Exercise aim:
Without including the images, transcribe each record precisely as it appears below.

:::::

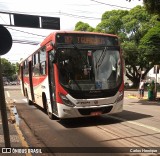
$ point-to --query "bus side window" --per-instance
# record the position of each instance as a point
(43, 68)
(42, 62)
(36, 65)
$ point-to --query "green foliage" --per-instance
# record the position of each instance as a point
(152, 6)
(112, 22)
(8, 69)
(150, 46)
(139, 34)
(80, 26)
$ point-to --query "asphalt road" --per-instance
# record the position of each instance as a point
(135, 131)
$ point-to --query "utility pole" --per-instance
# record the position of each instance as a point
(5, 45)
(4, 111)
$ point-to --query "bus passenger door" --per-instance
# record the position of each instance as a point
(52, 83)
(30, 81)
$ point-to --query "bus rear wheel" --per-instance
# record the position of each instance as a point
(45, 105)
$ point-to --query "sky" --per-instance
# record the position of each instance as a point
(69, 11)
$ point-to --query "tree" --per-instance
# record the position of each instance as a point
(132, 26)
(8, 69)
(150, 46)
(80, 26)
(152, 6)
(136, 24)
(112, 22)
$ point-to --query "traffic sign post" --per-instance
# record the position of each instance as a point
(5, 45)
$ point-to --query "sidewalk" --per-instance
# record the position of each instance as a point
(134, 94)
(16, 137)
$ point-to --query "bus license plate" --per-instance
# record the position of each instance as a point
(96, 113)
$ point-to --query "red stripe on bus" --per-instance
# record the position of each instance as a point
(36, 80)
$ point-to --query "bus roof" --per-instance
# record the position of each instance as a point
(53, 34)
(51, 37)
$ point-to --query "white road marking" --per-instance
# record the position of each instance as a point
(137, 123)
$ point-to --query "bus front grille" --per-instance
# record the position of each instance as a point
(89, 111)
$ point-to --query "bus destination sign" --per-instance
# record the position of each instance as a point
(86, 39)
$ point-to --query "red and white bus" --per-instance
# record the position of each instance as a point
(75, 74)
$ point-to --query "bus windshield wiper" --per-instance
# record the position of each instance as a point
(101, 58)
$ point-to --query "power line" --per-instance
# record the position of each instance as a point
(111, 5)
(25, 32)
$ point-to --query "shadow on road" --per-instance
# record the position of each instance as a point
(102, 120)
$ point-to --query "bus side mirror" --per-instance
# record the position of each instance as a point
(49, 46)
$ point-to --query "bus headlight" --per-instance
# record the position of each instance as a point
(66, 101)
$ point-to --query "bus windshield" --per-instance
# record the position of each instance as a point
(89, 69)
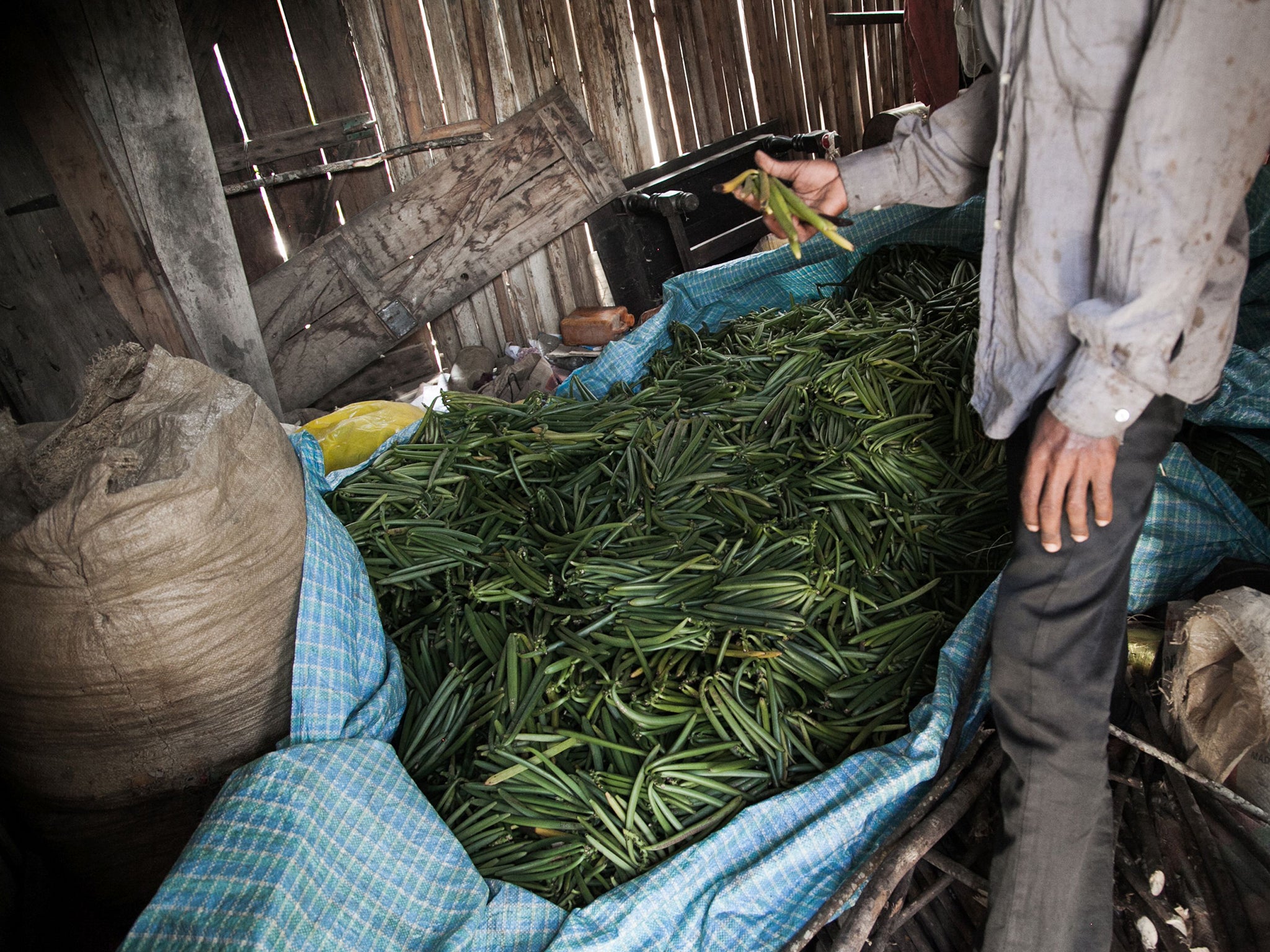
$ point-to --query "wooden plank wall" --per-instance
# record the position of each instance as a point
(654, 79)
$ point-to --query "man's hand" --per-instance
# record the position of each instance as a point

:::::

Problem solution:
$ point-to --query "bus side window" --per-instance
# record the position of each instance as a point
(43, 68)
(42, 62)
(36, 65)
$ point-to --query "green foliage" --per-instance
# record the position of each instance as a point
(152, 6)
(112, 22)
(8, 69)
(150, 46)
(139, 34)
(80, 26)
$ point-to --query "asphalt road" --per-instance
# record the position of each instance as a point
(135, 131)
$ point-to --query "utility pole" --per-instance
# record the position of each instance as a point
(5, 45)
(4, 111)
$ point-to --query "bus passenger door" --per-instance
# record the position of each instance as a point
(52, 83)
(30, 81)
$ point-to --query "bus rear wheel" --per-instance
# record the position of each instance as a point
(45, 105)
$ point-to --query "sky" --per-instance
# record the position of each instance as a point
(69, 11)
$ point-to --query "tree" --per-instance
# record the position of each instance as a point
(132, 26)
(8, 69)
(150, 46)
(80, 26)
(152, 6)
(136, 24)
(112, 22)
$ point-to --query "traffic sign post" --per-instance
# record the position of each instance as a point
(5, 45)
$ point-to --query "sidewalk" --per-instance
# record the position of each instance as a point
(134, 94)
(16, 137)
$ point-to --query "bus license plate" --per-instance
# record the position of each instance as a point
(96, 113)
$ point-to --query "red stripe on bus" --per-instance
# record the position of each instance as a point
(36, 80)
$ point-to --query "bus roof" --per-instance
# record the position of each instance as a point
(53, 34)
(51, 37)
$ point-to --query "white road marking" --per-instance
# record the position of each instance as a point
(137, 123)
$ point-to --query "bus front grille" --per-instance
# record the position of each instance as a point
(89, 111)
$ point-to --query "bus destination sign" --per-instance
# record the position of each instance as a point
(86, 39)
$ point-to --query "red and white bus" --per-instance
# record the position of each instance as a point
(75, 74)
$ point-to --query "bus windshield wiper" --per-instance
# record the position of each instance as a point
(101, 58)
$ point-to --query "power line" --per-instance
# record the position of each instance as a point
(111, 5)
(25, 32)
$ point-to --query "shadow on road" --per-instance
# record the position of each instance as a point
(102, 120)
$ point-to --query "bus side mirror" --per-instance
# record the position of each instance as a point
(49, 46)
$ point-to --query "bus headlight" --per-instance
# record the position of each instance as a point
(66, 101)
$ point-to --query "bus windshield" --per-instance
# record the position of each instance as a point
(89, 69)
$ point-to --query "wooden plank wall" --per-instance
# record the position of each instance as a point
(654, 79)
$ point-to --query "man's hand" --per-instance
# record the position of each instance as a point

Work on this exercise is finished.